** Written problem **
Quote every one of the records below word for word, leaving the pictures out of your answer.
— Start Material for this exercise —
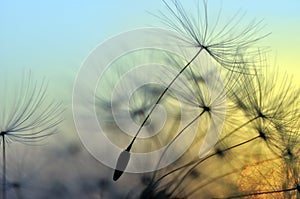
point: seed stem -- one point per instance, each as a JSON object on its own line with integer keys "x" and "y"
{"x": 3, "y": 167}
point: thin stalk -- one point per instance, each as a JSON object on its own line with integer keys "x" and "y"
{"x": 3, "y": 167}
{"x": 124, "y": 156}
{"x": 160, "y": 97}
{"x": 189, "y": 124}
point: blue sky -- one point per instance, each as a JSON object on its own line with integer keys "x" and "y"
{"x": 54, "y": 35}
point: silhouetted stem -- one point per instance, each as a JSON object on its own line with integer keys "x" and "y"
{"x": 3, "y": 168}
{"x": 161, "y": 96}
{"x": 117, "y": 172}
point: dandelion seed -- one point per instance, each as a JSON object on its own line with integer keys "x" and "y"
{"x": 27, "y": 117}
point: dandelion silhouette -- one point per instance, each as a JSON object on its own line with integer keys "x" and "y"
{"x": 26, "y": 117}
{"x": 224, "y": 45}
{"x": 268, "y": 126}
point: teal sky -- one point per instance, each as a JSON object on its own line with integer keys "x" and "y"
{"x": 54, "y": 37}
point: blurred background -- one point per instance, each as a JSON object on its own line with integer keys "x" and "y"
{"x": 53, "y": 38}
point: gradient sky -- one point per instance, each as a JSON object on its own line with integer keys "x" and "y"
{"x": 54, "y": 37}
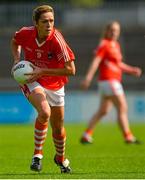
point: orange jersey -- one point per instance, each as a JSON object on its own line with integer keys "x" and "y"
{"x": 52, "y": 53}
{"x": 110, "y": 53}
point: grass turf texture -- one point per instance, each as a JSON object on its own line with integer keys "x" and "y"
{"x": 108, "y": 157}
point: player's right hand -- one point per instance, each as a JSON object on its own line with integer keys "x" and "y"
{"x": 85, "y": 84}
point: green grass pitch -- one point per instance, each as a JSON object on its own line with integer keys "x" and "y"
{"x": 107, "y": 158}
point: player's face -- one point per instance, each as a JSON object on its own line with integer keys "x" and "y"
{"x": 45, "y": 24}
{"x": 114, "y": 31}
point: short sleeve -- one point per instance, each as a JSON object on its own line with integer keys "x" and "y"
{"x": 101, "y": 49}
{"x": 62, "y": 50}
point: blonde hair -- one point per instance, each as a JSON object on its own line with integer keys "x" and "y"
{"x": 108, "y": 27}
{"x": 40, "y": 10}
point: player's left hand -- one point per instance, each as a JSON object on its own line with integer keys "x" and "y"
{"x": 137, "y": 71}
{"x": 37, "y": 73}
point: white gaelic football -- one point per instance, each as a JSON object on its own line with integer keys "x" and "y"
{"x": 20, "y": 69}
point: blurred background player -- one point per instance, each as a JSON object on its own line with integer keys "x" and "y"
{"x": 53, "y": 61}
{"x": 108, "y": 59}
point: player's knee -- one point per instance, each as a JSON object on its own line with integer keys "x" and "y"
{"x": 123, "y": 109}
{"x": 58, "y": 131}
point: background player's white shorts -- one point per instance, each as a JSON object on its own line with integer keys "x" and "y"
{"x": 55, "y": 98}
{"x": 110, "y": 87}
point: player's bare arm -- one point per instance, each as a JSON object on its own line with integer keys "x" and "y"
{"x": 16, "y": 51}
{"x": 133, "y": 70}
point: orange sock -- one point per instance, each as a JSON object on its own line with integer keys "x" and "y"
{"x": 59, "y": 142}
{"x": 40, "y": 134}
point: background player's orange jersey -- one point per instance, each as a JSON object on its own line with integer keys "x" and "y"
{"x": 52, "y": 53}
{"x": 110, "y": 53}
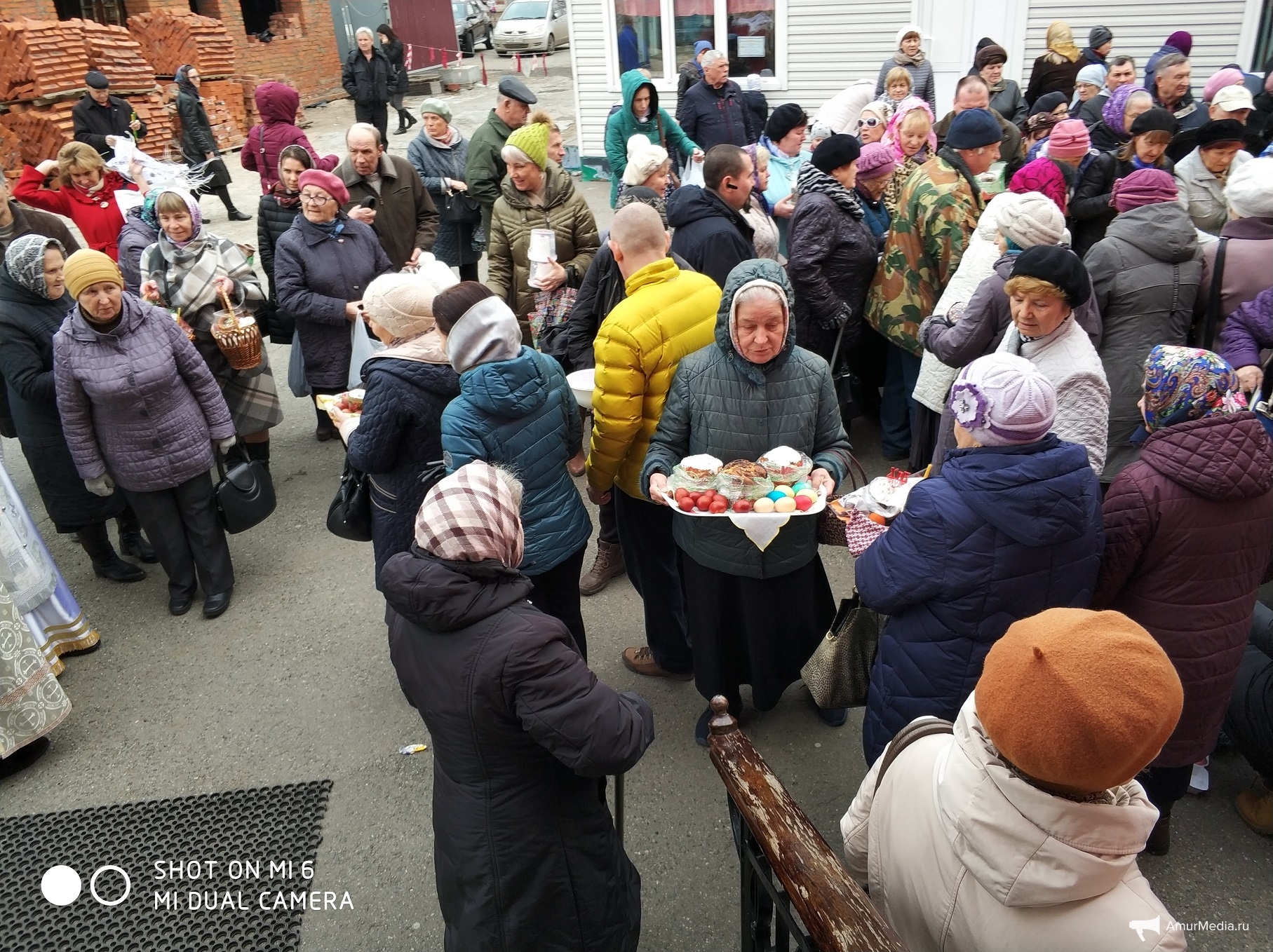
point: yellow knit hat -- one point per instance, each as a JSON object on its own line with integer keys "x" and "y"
{"x": 86, "y": 268}
{"x": 534, "y": 140}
— End Material for this exercise —
** Task result **
point: seed stem -- one point per instance, each as a JSON object on its own line with integer keys "x" and "y"
{"x": 3, "y": 167}
point: thin stalk -- one point per instance, each as a JSON object on its own line with integer keys "x" and "y"
{"x": 3, "y": 167}
{"x": 124, "y": 156}
{"x": 160, "y": 97}
{"x": 189, "y": 124}
point: blue sky -- one point per instance, each as a JSON object on its own line with integer keys "x" and "y"
{"x": 54, "y": 35}
point: silhouetted stem -- one point per instance, each as a JSON object on its own line with integer keys "x" and "y"
{"x": 3, "y": 168}
{"x": 161, "y": 96}
{"x": 117, "y": 172}
point: dandelion seed -- one point per instance, each as a JSON object on its own line with integer keys "x" and "y"
{"x": 27, "y": 117}
point: dandelion silhouette -- one point per instance, each as a JSON object on its own line with integer keys "x" and "y"
{"x": 26, "y": 117}
{"x": 224, "y": 45}
{"x": 268, "y": 126}
point: teal sky -- one point per instance, each as a JSON object on its own line with integer keys "x" and "y"
{"x": 54, "y": 37}
point: blurred background -- one point per instance, each as a JSON object on its own line with integer keys "x" and "y"
{"x": 53, "y": 38}
point: gradient sky -- one point per instance, each as a JSON object on its own line with integer keys "x" and "y"
{"x": 54, "y": 37}
point: orange jersey -- one point per instance, each as a JSON object on its own line with integer keys "x" and "y"
{"x": 52, "y": 53}
{"x": 110, "y": 53}
point: grass turf texture -- one point per instance, each as a JSON object on its own line with integer keys "x" and "y"
{"x": 108, "y": 157}
point: player's right hand -- one point per instance, each as a JSON object on its own line with integer keys "x" and "y"
{"x": 85, "y": 84}
point: green grass pitch -- one point per instance, each as a JSON object on its own line with integer keys "x" and "y"
{"x": 107, "y": 158}
point: player's face -- one point per instance, each as a JSON object on its own line with integer keys "x" and "y"
{"x": 45, "y": 24}
{"x": 114, "y": 31}
point: short sleeve -- one point per instance, each as a JSON object on its own line with integer keys "x" and "y"
{"x": 101, "y": 49}
{"x": 62, "y": 50}
point: blonde hair -- one point per instance, each as a JSON object on its own line with integer keys "x" and "y"
{"x": 108, "y": 27}
{"x": 40, "y": 10}
point: player's left hand -- one point per instance, each as a JSON object on its own line with integer keys "x" and "y"
{"x": 137, "y": 71}
{"x": 37, "y": 73}
point: white gaelic football -- one point per instance, each as a JSON object on its own line with integer keys "x" and "y"
{"x": 20, "y": 69}
point: blurred background player -- one point per instance, each as a JSON object on its own line with integer keys "x" and "y"
{"x": 53, "y": 61}
{"x": 108, "y": 59}
point: player's knee -- one point per instance, each as a JSON object on its own line with integer keys "x" and "y"
{"x": 123, "y": 109}
{"x": 58, "y": 131}
point: background player's white shorts -- one point per instance, each as a JSON object on its own line with integer keys "x" and "y"
{"x": 55, "y": 98}
{"x": 110, "y": 87}
point: player's bare arm -- one point per instance, each as a JSON object on its own line with integer keys "x" and "y"
{"x": 16, "y": 51}
{"x": 133, "y": 70}
point: orange sock -- one point per instance, each as a JSON object on its own line with integer keys "x" and "y"
{"x": 59, "y": 142}
{"x": 40, "y": 134}
point: background player's orange jersey -- one point per instance, each as a JSON object on its own line with integer keys "x" and "y"
{"x": 52, "y": 53}
{"x": 110, "y": 53}
point: yellow knit hat -- one point per instance, each as a JSON object on its own line with integer keys "x" and "y"
{"x": 86, "y": 268}
{"x": 534, "y": 140}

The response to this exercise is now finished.